PROBLEM STATEMENT:
A verbatim copy of the records is required, with all pictures left out.

[Point annotation dataset records]
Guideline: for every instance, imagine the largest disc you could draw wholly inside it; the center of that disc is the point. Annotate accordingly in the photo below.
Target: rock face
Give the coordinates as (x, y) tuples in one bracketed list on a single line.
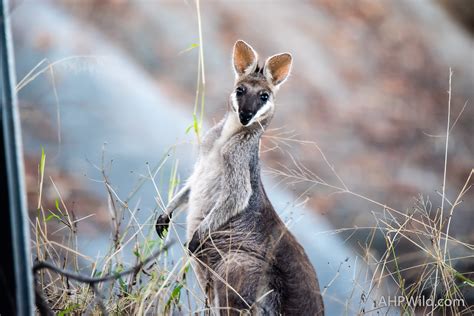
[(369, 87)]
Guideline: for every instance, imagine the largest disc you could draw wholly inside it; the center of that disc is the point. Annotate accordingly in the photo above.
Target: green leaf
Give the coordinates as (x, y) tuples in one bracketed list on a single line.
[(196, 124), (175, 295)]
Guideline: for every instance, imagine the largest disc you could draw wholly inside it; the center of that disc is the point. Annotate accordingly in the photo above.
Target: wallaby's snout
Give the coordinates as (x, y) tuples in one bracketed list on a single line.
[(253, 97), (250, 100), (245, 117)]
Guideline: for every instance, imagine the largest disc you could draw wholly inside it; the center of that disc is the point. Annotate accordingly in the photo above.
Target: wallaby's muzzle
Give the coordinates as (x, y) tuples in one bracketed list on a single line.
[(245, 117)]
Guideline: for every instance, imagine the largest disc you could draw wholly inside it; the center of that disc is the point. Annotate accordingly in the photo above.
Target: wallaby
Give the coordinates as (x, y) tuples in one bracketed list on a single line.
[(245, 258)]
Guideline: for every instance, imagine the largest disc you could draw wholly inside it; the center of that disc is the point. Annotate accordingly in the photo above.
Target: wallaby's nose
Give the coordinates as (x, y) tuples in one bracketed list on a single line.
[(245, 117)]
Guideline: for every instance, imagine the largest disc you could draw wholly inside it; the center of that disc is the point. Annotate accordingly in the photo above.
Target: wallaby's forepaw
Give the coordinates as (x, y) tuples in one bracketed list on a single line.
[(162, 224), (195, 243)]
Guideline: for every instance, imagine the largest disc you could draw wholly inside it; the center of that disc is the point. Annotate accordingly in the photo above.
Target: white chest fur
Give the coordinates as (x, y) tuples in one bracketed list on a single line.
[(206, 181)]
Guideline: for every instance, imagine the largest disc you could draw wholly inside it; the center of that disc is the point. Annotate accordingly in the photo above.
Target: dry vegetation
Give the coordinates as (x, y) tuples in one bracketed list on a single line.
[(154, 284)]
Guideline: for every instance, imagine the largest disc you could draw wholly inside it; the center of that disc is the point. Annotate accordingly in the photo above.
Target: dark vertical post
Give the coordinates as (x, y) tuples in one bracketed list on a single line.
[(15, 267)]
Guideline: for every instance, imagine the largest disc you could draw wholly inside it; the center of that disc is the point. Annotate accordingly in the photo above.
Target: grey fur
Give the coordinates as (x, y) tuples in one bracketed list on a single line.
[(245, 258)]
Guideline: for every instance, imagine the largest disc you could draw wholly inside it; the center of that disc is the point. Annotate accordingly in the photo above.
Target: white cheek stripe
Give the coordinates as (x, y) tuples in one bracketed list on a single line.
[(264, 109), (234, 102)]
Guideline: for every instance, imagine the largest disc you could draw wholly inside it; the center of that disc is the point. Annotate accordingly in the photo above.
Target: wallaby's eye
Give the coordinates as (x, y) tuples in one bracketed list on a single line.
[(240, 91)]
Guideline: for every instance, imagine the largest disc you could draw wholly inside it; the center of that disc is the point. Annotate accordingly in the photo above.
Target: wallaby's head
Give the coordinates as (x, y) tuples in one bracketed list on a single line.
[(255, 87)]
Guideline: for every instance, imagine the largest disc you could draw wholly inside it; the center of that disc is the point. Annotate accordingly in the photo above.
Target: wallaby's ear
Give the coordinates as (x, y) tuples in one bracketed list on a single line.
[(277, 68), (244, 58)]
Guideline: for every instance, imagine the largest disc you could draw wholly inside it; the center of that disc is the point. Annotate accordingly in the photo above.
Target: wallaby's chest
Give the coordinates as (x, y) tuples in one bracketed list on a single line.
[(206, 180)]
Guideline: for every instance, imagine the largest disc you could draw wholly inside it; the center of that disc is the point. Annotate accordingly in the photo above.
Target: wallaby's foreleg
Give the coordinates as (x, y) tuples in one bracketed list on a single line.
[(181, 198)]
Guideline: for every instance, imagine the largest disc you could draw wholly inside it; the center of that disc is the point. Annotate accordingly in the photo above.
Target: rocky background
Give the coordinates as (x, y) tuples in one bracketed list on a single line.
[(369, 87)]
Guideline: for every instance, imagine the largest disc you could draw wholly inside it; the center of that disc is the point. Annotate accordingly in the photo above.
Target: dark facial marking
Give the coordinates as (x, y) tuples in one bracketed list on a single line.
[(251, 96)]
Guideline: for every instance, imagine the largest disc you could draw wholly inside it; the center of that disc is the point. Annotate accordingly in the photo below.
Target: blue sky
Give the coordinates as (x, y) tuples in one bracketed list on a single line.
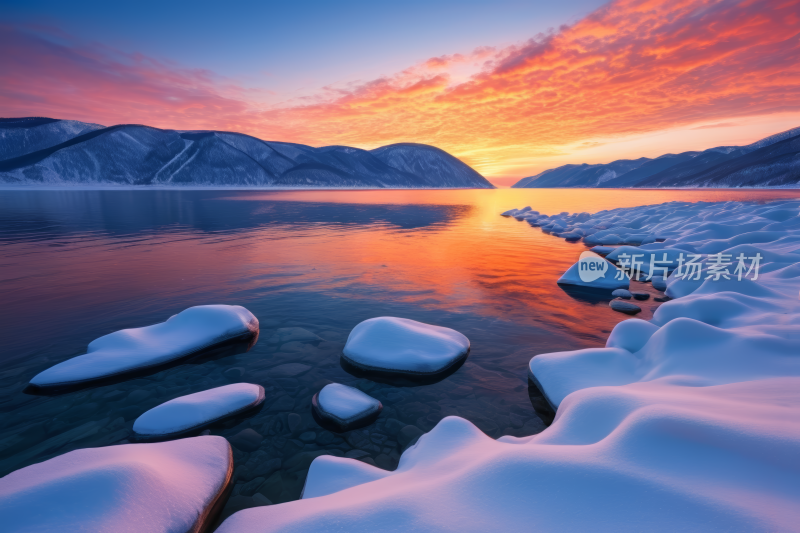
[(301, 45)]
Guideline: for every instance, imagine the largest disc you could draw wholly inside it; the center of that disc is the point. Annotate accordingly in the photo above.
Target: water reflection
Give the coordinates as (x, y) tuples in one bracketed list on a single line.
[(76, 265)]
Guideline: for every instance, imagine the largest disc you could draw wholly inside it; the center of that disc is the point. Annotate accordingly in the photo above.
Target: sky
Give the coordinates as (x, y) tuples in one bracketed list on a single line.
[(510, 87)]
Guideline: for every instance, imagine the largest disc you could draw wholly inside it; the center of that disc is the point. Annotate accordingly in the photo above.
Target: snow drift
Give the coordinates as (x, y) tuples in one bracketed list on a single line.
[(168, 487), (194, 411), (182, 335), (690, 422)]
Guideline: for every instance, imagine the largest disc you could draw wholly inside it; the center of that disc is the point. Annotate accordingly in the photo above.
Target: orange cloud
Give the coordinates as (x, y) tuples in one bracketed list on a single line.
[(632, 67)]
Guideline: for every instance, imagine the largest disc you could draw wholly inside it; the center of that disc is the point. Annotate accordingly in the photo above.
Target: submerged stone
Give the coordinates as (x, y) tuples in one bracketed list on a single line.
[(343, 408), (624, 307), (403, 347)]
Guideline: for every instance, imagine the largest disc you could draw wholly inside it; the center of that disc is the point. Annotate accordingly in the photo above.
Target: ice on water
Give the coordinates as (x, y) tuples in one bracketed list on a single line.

COMPLETE ANSWER:
Guideline: for every instance, imagine the largest disc you could draw wholly inside it; the center of that disc is the point. Annotate accordingly in the photo below.
Target: rock face
Give the coordinates as (x, y) tuples in one bracketed list on a single line.
[(369, 87)]
Guideline: for every instance, imagine the largest disc you could draw wholly inside it; the center of that disc is the point. Annotate accordingly in the photo above.
Target: green leaf
Give the coordinates as (x, y) tuples in one bracketed list on a single line.
[(196, 124), (175, 295)]
Guideline: for every instance, imagine the largest disc you could draw wholly inside it; the center of that disc is the point. Annotate accordingly in the photo above.
Target: wallaby's snout
Give the coordinates as (x, y) tuples in one bracketed list on a single line.
[(253, 97), (250, 100), (245, 117)]
Guideline: for every instance, imagine the largest disc you could draw wholly inside it; the center of that disc is the point. Annotate accordingly in the photo above.
Target: wallaby's muzzle
Give the coordinates as (x, y) tuples in one bracketed list on a single line.
[(245, 117)]
Guideline: for every instance, imagine the largest disc you could draw wholly inside it; the center of that disc is the point. Annotate accordingly in the photo above.
Target: wallaby
Give the coordinates as (x, y) tuples in one bracketed list on a single line.
[(245, 258)]
Guideline: for every instance, imagine the largest disc you could draw wholly inside it; the center of that disc is the point. Annotate accordingly in the photo above.
Target: wallaby's nose
Give the coordinates as (x, y) tuples in one bracketed list on a single line.
[(245, 117)]
Guideline: for every instance, imagine the largest disc you could draw wholly inside it; the center of that disc is the point. Annotate accordingly in the photo above.
Target: wallaby's forepaw
Give the coordinates as (x, y) tuples in one bracketed list on a single line.
[(162, 224), (195, 243)]
Guideline: for every instance, imagine the largest disc you could draw wholly inside it; the center of that disc is the point. Annotate accordingly in the photo above.
Target: white chest fur
Give the coordinates as (x, y) tuples in one bracketed list on a single line.
[(206, 181)]
Guideline: for every instance, imagine the largest disc you could draw wholly inside it; the center of that disc is the point. Annotate accordingly in the photo above.
Target: dry vegetation
Give the coordinates as (x, y) tuples in one bracketed list on a single line.
[(154, 284)]
Guideline: for every instance, imagine the largest disc you could draw wholly inside it; the center of that disc is the point. Annotate accordingly in the photo above.
Target: dark vertical post
Give the coordinates as (x, y) tuples in one bracketed list on a single line.
[(15, 267)]
Guideline: for every instance, imagine the largest disc you could draw wholly inside it; the center of that disc is the point. Annotate accordingly in the photo above.
Target: grey fur
Give the coordinates as (x, y) tuples in one bracketed list on a single line.
[(245, 258)]
Guideline: for every instance, imagine the largest disc you could draw wholly inside it; the center of that disc is the point. Annotate accordingly in the photo above.
Target: white cheek stripe
Give the coordinates as (x, y) tuples in one bracketed list on a single line.
[(264, 109), (234, 102)]
Guideline: for every instance, imagine the largest disc you could draw wholly inside it; the center of that disc is the point. Annotate accordingly in the photo above.
Target: wallaby's eye
Give the coordinates as (x, y) tuples in one bracketed list on a single line.
[(240, 91)]
Guideline: for every instance, imagine the largest disc you could draw wholly inside it; the center of that disc is the point. Annotate accordingly in the photo above.
Target: wallaby's head
Give the coordinates as (x, y) tuples in one bracketed list on a single line.
[(255, 87)]
Guideline: for every instance, imagine the largest disc you could draw wholly inside it; the center of that disc is the point. Annotate accordingly in the photo above.
Target: wallaby's ear
Give the coordinates as (x, y) tuples in one bracketed list on a single line.
[(277, 68), (244, 58)]
Guideline: for every instance, imagine the largest disc you could draw wholly inside it; the center of that disc is the point. Annotate accordingly in the photo above.
Target: wallaby's chest
Give the coordinates as (x, y) tuples in one bracketed list on a single line.
[(206, 180)]
Guideline: for every instance, imagine the largest disc you could draw wholly inside it; the center of that disc is the point. Annotate accordingly in the photo above.
Target: wallaby's foreleg
Give the coordinates as (x, y) tuples in one bracketed list on a single line.
[(181, 198)]
Guideline: for every instance, imagine the largest disc you could draw wholly inside it; the center of that disc is the point. Annotate accordingly in the photo above.
Target: rocky background
Give the coordinates as (x, y) tuples in one bracketed list on a single line.
[(369, 87)]
Guideline: for every instance, imagine the largest disc you could draw wholly inside it; the center of that disc is the point. Annotate accordingly in the photo above.
Target: dark facial marking
Give the coordinates as (x, y) tuples in one bracketed list on a single line.
[(251, 96)]
Guideline: for every instance, imagine the largest disc you could draw wholly inside it; the center of that disc is the point. Annotate accordingly in the photo below.
Target: blue sky
Give the coordinates as (x, y) tuples in one bracketed list on a single line.
[(301, 45)]
Guideline: for every instance, imagine the largest disc you could draw wholly inside it; the center of that disc is the point. Annotate accordingly in the photo above.
Target: water reflection
Give the coordinates as (x, y) tuples in one bracketed list on a single line.
[(76, 265)]
Guideline: for every instance, imagine the largest disc you could draw wholly inside it; the center of that disc is the point. Annotate accordingly in the photo above.
Target: sky
Give the coordinates as (x, y) tuples in one bracketed list on a single line.
[(510, 87)]
Guideline: for every instance, imagine the largest disc you could draw wholly inside it; the center of that disc is the point. Annotate accordingly in the photo above.
Target: snow drift
Give the coordinates as (x, y) tuples in one bracketed list on a single line.
[(168, 487), (194, 411), (182, 335), (690, 422)]
Guideline: for every instance, imagine the largest disc you could draw wholly inside it; the center of that disc is the point. Annotate accordingly in the photo above.
Target: orange cloud
Give the coordinates as (x, y) tuples in one bracketed list on a single line.
[(632, 67)]
Guideline: for every instance, imagine the largest disc you could draw wholly inside it; the center of that disc is the point. Annotate accordingly in the photo above.
Target: submerged stone
Give the coordinates as (x, y) tuples in one bracketed list on a single line.
[(343, 408), (624, 307), (403, 347)]
Guideline: for every instance, imagine the largest disc you could draw wholly inside it; the center of that disc is the point. Annotate accordingly in the photo above.
Target: ice on water
Give the coordinates as (x, y) tuples in one bracketed list on a single line.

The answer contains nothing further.